I could never get comfortable with the eerie, thunderous sound as
fragments of the hanging glacier tumbled into miles of scree. Although
climbers have visited the Avellano base camp for the last three years,
prior to Nacho Morales and Nacho Grez’s complete ascent of the northeast
prow, one day before ours, this fractured alpine granite held only one
route (a mountaineers’ line up the back side). On the northeast prow,
however, four pitches had already been established to the top of a
prominent pillar.
Brendan O’Neill (my boyfriend and climbing partner), Nacho Morales
and I spent two rainy days assessing the objective hazards and weaving
our way up fourth-class slabs and fifty-degree snowfields to find the
most efficient approach route. When Brendan and I entered what was
dubbed the “jaw,” a section where the snowfield narrowed beneath the
glacier’s fall line, that thunderous crack of ice breaking pierced the
air. Brendan, slightly ahead and above, cramponned quickly toward a rock
outcrop. I ran toward him, and he screamed at me, “Plunge your axe!” The
avalanche picked up speed, unleashing blocks of grit-filled ice. A
toaster-sized one hit my left quadriceps.
At 3 a.m. the next morning Brendan and I could hear the “Nachos”
stirring and preparing to make their bid at a new route. My leg
throbbed. I couldn’t climb this formation today. I tried to convince
Brendan to go without me. He refused, insisting we were a team. That day
was hard. We watched our friends climb higher up the tower, summit and
descend slowly well into the night. They had completed their goal.

──────────────────────────────

» **Requirement A**
Rewrite the climbing account between "I could never" and "prominent pillar.", inclusive, putting "talus" in place of "scree".

» **Provided material**
──────────────────────────────

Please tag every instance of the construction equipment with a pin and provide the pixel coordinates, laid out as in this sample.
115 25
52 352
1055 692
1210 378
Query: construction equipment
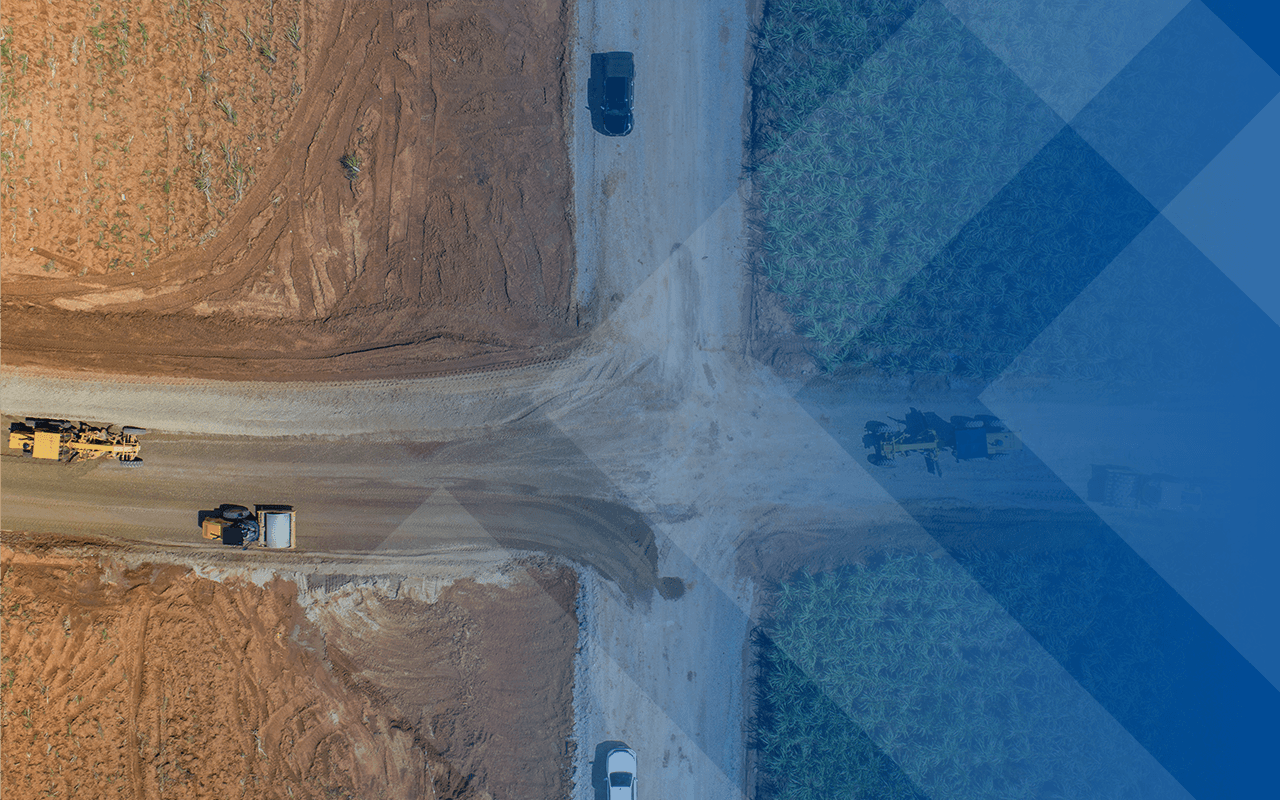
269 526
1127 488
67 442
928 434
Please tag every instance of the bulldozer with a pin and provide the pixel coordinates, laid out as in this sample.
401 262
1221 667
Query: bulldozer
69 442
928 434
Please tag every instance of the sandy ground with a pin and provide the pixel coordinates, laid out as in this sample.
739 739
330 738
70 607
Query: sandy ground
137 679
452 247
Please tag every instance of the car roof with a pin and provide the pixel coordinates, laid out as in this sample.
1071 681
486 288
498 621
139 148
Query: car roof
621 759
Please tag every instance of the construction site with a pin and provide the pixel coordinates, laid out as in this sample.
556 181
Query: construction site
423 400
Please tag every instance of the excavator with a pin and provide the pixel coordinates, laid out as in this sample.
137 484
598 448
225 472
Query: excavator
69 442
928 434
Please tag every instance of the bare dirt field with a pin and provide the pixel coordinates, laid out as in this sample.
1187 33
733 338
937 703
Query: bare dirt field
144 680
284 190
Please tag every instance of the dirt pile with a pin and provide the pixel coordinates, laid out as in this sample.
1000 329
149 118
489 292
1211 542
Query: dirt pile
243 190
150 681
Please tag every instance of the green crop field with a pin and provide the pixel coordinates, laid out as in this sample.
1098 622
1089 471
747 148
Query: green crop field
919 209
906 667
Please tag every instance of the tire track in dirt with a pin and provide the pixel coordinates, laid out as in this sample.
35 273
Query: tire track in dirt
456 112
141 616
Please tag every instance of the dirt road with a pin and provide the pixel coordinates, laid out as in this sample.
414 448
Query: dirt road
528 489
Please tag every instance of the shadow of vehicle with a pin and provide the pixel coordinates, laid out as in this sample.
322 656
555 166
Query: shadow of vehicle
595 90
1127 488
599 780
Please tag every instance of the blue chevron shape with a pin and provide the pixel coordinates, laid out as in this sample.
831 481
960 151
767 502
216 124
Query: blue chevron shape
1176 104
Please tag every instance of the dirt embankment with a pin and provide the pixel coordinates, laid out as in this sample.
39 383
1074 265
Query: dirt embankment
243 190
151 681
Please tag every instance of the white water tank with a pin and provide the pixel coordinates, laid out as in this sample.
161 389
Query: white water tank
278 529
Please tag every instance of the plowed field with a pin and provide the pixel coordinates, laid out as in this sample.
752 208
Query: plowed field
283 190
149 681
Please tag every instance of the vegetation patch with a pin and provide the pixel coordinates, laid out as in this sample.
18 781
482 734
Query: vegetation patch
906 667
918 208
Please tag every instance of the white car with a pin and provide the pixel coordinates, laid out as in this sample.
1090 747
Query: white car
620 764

──────────────────────────────

» **Requirement B**
How many lines of the records contain the word "field"? Reply with the number only.

» **Reply A**
I could never get comfortable with the eerie, thunderous sound as
fragments of the hanging glacier tumbled into miles of talus. Although
climbers have visited the Avellano base camp for the last three years,
prior to Nacho Morales and Nacho Grez’s complete ascent of the northeast
prow, one day before ours, this fractured alpine granite held only one
route (a mountaineers’ line up the back side). On the northeast prow,
however, four pitches had already been established to the top of a
prominent pillar.

» **Reply B**
6